▸ Tugas yang dikerjakan:
Menurut kutipan tentang rehabilitasi mangrove, berapa luas hutan mangrove Indonesia?

▸ Kutipan teks:
════════════════════
Sebagai negara dengan hutan mangrove terluas di dunia, yakni sebesar 3,36 juta hektare, Indonesia berkomitmen kuat berkontribusi mengatasi perubahan iklim dunia dengan menurunkan Gas Rumah Kaca. Salah satunya yaitu percepatan rehabilitasi mangrove yang dilakukan oleh Badan Restorasi Gambut dan Mangrove (BRGM).
Adapun 9 provinsi yang menjadi prioritas rehabilitasi mangrove adalah Sumatera Utara, Riau, Kepulauan Riau, Bangka Belitung, Kalimantan Barat, Kalimantan Timur, Kalimantan Utara, Papua dan Papua Barat.
“Dalam merehabilitasi mangrove, kami melakukan pendekatan strategis secara komprehensif dan memperkenalkan 3M, yaitu memulihkan, meningkatkan dan mempertahankan,” ujar Sekretaris BRGM, Ayu Dewi Utari dalam sesi talkshow Indonesia Pavilion COP 26 UNFCCC yang digelar secara virtual hari ini (8/11).
“Perbedaan kegiatan 3M itu, kalau M1 dan M2 adalah penanaman diikuti pemberdayaan masyarakat dan kegiatan lain, sedangkan M3 adalah mempertahankan di areal mangrove rapat, sehingga keberadaan mangrove rapat betul-betul bisa dipertahankan dan tidak dikonversi,” sambungnya,
Bahkan, BRGM menyebut rehabilitasi mangrove yang dilakukan melalui program Pemulihan Ekonomi Nasional (PEN) dinilai efektif dalam meningkatkan ekonomi masyarakat di masa pandemi.
“Dari catatan di lapangan, kita lihat terjadi pergerakan ekonomi masyarakat di situ, umumnya nelayan, buruh-buruh yang bekerja di tambak mengalami penurunan ekonomi. Pendapatan mereka sebelum COVID sekitar Rp2 juta-Rp4 juta, kemudian COVID banyak penutupan pasar, pendapatan mereka pun turun drastis hampir 50 persen. Nah, PEN mangrove ini kan polanya swakelola, upah yang langsung masuk ke rekening masyarakat, catatan kami itu penghasilan mereka meningkat 70 persen, ada peningkatan sebesar 20 persen,” ungkap Ayu.
Hal senada juga diutarakan oleh Direktur Konservasi Tanah dan Air, Muhammad Zainal Arifin bahwa pendekatan stimulus ekonomi memang mendorong penanaman mangrove secara intensif.
“Kita betul-betul memperkenalkan program swakelola rehabilitasi mangrove dengan aktivitas baru. kita lakukan terobosan account to account ke rekening petani, itu sebuah pergerakan yang bisa dilihat dari stimulus ekonomi ke masyarakat nyata. Mengelola mangrove itu sama dengan mengelola pesisir masyarakat, di mana masyarakat adalah ujung tombak keberhasilan rehabilitasi mangrove,” tegas Zainal Arifin.
════════════════════
▸ Data yang diberikan:
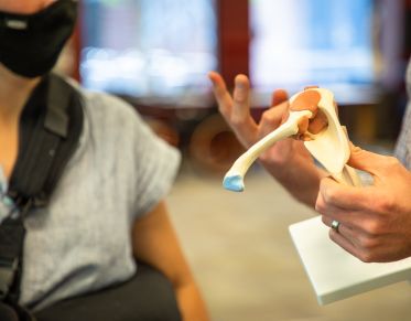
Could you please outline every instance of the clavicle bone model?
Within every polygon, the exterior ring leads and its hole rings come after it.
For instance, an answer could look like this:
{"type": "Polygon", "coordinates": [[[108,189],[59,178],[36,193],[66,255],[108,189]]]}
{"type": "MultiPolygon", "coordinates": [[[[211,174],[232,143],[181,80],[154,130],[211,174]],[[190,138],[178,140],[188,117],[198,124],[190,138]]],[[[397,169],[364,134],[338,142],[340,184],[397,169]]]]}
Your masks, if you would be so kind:
{"type": "Polygon", "coordinates": [[[350,153],[349,143],[334,104],[333,93],[324,88],[309,88],[292,96],[289,118],[235,161],[224,178],[224,188],[242,192],[244,178],[255,160],[274,142],[289,137],[304,140],[310,153],[337,182],[360,185],[355,170],[346,164],[350,153]],[[327,125],[320,128],[318,132],[311,132],[309,122],[315,116],[325,117],[324,122],[327,125]]]}

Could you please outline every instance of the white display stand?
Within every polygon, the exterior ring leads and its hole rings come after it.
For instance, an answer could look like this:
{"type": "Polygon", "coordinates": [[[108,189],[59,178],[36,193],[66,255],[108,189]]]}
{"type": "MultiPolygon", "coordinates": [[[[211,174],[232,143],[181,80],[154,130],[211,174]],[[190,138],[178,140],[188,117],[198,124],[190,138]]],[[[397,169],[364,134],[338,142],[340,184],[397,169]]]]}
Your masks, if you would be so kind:
{"type": "Polygon", "coordinates": [[[329,239],[321,216],[292,224],[289,229],[320,304],[411,280],[411,258],[363,263],[329,239]]]}

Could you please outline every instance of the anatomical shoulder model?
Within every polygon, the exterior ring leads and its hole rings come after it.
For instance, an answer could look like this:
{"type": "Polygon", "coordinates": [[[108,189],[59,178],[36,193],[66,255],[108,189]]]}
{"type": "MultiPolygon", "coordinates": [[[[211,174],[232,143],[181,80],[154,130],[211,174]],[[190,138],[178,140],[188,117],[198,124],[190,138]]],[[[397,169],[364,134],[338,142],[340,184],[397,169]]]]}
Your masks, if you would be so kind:
{"type": "Polygon", "coordinates": [[[355,170],[346,164],[350,153],[349,143],[335,111],[333,93],[311,87],[290,98],[289,117],[280,127],[235,161],[224,178],[224,188],[244,191],[244,178],[253,161],[274,142],[288,137],[303,140],[311,154],[337,182],[360,185],[355,170]]]}

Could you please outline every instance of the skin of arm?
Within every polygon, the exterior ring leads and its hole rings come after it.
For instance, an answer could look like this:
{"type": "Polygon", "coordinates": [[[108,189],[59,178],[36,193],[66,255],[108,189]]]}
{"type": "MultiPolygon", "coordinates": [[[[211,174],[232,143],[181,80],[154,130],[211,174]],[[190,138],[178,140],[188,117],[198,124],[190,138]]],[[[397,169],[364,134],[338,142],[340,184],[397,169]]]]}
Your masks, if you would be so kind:
{"type": "MultiPolygon", "coordinates": [[[[247,76],[236,76],[232,96],[218,73],[210,72],[208,77],[220,114],[245,148],[250,148],[278,128],[289,113],[288,93],[279,89],[272,95],[272,107],[256,122],[250,114],[250,83],[247,76]]],[[[262,153],[259,160],[296,200],[314,207],[320,181],[326,173],[314,164],[302,141],[279,141],[262,153]]]]}
{"type": "Polygon", "coordinates": [[[331,226],[329,237],[365,263],[394,261],[411,256],[411,173],[398,159],[351,147],[348,164],[372,175],[364,188],[332,179],[321,182],[316,211],[331,226]]]}
{"type": "Polygon", "coordinates": [[[164,201],[143,217],[136,220],[132,242],[136,258],[156,268],[172,282],[183,320],[209,320],[164,201]]]}
{"type": "MultiPolygon", "coordinates": [[[[249,148],[274,130],[288,114],[288,95],[273,93],[272,104],[257,124],[250,116],[249,81],[235,79],[232,96],[217,73],[209,73],[218,108],[239,141],[249,148]]],[[[301,141],[277,142],[260,157],[261,163],[296,200],[315,207],[331,228],[329,238],[358,259],[393,261],[411,256],[411,173],[396,158],[351,146],[348,164],[374,178],[371,186],[338,184],[312,162],[301,141]]]]}

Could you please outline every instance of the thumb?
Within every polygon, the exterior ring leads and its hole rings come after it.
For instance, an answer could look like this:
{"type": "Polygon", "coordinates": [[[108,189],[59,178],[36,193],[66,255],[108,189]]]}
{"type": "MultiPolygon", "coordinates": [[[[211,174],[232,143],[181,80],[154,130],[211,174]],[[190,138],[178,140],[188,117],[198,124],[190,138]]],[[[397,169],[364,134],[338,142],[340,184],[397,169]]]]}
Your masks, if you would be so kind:
{"type": "Polygon", "coordinates": [[[349,142],[350,156],[348,165],[368,172],[374,176],[381,175],[387,170],[388,157],[361,149],[349,142]]]}

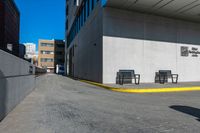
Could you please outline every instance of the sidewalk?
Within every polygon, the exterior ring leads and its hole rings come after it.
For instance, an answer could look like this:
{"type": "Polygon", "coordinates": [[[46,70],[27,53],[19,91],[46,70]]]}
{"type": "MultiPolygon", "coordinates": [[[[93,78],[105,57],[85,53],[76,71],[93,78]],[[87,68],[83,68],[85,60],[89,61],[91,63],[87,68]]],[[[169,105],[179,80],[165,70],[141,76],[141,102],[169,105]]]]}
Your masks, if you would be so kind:
{"type": "Polygon", "coordinates": [[[200,91],[200,82],[182,82],[172,83],[141,83],[135,84],[100,84],[91,81],[81,80],[82,82],[96,85],[111,91],[124,93],[164,93],[164,92],[184,92],[184,91],[200,91]]]}

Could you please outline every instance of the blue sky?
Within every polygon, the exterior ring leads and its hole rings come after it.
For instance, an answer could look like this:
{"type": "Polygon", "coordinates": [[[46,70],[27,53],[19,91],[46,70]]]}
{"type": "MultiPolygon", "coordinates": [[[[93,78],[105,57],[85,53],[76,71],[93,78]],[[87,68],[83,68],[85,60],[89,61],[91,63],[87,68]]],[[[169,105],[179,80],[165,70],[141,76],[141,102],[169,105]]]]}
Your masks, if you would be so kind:
{"type": "Polygon", "coordinates": [[[20,43],[64,39],[65,0],[15,0],[20,10],[20,43]]]}

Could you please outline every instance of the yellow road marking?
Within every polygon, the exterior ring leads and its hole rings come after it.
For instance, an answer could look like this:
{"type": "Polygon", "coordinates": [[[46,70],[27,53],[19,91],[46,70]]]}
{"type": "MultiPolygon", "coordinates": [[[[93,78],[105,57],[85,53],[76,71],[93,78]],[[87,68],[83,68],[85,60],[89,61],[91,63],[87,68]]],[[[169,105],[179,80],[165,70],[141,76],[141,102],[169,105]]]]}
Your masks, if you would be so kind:
{"type": "Polygon", "coordinates": [[[175,87],[175,88],[116,88],[104,84],[81,80],[82,82],[96,85],[111,91],[124,92],[124,93],[164,93],[164,92],[185,92],[185,91],[200,91],[200,86],[195,87],[175,87]]]}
════════════════════
▸ Jawaban tugas:
Luasnya 3,36 juta hektare.